**About this task**
Go through the lines of the material and count the ones with the word "below". Give that count alone.

**Supplied records**
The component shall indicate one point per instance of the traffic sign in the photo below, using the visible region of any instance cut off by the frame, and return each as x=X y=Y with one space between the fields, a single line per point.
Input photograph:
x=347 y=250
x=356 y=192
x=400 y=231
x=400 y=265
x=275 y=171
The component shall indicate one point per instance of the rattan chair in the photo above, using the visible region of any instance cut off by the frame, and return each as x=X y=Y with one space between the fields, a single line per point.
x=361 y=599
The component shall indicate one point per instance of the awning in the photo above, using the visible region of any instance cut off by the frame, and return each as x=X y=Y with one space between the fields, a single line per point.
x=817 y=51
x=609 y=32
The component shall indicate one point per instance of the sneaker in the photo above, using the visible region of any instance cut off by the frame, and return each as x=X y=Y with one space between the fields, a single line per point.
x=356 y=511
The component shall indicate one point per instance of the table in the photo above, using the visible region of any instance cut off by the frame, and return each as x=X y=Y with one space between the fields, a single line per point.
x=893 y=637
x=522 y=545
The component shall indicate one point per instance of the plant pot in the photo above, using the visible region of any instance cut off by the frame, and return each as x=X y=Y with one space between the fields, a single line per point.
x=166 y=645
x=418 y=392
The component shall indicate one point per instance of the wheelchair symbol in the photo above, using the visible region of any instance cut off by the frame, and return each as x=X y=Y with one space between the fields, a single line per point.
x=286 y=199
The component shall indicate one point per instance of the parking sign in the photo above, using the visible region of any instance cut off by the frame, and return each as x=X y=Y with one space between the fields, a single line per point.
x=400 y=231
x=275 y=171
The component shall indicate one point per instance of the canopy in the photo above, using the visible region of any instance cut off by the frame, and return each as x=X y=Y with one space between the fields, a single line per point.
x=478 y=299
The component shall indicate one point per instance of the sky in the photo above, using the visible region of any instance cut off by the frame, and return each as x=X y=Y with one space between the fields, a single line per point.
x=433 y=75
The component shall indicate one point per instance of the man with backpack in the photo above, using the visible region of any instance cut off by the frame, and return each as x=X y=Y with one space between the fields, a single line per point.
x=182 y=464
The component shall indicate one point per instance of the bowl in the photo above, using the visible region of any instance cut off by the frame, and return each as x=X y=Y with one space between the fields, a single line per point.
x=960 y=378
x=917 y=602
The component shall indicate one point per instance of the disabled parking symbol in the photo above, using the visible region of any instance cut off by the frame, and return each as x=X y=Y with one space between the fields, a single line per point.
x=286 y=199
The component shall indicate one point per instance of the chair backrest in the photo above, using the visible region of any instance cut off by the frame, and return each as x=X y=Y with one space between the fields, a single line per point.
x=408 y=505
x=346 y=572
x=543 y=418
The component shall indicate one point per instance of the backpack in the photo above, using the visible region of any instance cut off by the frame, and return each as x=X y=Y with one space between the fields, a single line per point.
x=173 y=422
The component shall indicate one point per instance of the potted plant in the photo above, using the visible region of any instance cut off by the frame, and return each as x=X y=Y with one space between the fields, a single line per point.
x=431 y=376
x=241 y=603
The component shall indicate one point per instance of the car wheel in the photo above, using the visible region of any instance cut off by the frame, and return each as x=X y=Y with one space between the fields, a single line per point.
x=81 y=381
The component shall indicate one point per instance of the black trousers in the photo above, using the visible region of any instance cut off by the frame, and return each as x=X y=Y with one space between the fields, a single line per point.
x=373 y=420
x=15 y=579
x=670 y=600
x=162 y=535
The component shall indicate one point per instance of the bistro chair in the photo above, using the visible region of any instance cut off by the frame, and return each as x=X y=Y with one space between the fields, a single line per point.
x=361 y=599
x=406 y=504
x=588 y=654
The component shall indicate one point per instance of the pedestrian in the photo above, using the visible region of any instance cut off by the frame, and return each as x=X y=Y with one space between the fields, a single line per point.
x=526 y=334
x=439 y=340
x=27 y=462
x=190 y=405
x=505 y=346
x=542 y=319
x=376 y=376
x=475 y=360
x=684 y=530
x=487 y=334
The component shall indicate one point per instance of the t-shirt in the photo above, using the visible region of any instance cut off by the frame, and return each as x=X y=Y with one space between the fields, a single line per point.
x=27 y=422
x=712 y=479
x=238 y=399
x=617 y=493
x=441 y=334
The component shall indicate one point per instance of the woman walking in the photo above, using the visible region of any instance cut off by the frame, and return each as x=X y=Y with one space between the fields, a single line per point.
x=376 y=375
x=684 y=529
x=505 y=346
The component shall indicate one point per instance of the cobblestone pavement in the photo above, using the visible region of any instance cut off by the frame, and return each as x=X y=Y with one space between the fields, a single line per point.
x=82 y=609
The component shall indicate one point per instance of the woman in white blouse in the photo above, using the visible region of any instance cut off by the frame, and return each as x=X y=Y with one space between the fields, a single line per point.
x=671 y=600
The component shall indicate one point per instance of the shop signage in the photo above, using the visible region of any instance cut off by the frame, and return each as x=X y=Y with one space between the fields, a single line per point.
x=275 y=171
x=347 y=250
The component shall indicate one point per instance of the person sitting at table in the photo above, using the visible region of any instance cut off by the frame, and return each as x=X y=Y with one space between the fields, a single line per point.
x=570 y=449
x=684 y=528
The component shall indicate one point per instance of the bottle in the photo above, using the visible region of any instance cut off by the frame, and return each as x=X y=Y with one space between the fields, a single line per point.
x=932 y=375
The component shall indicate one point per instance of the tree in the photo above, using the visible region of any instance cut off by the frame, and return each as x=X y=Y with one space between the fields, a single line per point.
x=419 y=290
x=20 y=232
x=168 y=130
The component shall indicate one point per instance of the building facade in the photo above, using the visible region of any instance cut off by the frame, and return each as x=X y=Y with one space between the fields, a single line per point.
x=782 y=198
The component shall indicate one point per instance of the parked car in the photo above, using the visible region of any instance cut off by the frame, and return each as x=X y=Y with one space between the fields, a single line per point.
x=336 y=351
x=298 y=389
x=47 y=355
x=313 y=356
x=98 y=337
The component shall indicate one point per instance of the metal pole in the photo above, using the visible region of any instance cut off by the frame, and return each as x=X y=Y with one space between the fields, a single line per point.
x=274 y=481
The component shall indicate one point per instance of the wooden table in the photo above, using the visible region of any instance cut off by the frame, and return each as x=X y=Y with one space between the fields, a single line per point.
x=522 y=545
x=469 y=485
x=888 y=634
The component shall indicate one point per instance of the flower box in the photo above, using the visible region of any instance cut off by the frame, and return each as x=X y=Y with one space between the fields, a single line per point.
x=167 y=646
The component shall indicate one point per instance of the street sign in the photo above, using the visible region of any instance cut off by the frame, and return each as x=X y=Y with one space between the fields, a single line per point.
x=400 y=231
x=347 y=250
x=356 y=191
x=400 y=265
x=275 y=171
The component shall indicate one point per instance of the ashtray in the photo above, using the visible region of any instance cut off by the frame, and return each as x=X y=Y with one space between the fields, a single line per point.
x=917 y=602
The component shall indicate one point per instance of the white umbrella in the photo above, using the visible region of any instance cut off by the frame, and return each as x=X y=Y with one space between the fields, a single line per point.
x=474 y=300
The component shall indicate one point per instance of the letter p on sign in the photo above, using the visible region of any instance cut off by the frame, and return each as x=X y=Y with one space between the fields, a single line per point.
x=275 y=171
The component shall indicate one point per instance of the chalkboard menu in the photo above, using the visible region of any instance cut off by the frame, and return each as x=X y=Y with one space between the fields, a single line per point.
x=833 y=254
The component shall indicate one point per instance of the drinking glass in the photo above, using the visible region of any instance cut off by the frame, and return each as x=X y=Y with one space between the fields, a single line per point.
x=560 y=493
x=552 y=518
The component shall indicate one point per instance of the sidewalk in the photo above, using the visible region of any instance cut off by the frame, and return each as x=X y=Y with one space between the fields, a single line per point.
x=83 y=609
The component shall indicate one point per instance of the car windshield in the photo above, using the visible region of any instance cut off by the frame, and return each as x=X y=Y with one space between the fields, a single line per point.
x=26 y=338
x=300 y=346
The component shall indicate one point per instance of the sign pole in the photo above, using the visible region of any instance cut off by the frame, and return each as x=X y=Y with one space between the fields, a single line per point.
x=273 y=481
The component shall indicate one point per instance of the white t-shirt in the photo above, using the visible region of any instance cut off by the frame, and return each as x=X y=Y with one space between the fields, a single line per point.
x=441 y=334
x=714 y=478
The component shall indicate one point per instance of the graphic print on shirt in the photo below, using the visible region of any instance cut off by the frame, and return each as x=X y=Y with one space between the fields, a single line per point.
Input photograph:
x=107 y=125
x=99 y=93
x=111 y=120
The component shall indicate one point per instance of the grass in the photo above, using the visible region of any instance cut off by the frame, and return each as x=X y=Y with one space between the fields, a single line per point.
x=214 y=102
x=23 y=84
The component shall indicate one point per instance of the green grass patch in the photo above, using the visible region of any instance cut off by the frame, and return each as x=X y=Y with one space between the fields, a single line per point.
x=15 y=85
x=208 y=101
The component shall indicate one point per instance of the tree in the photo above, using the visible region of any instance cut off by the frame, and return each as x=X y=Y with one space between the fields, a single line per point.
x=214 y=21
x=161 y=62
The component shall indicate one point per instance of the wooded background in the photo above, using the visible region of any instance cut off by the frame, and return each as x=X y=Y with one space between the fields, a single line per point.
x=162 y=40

**Solution**
2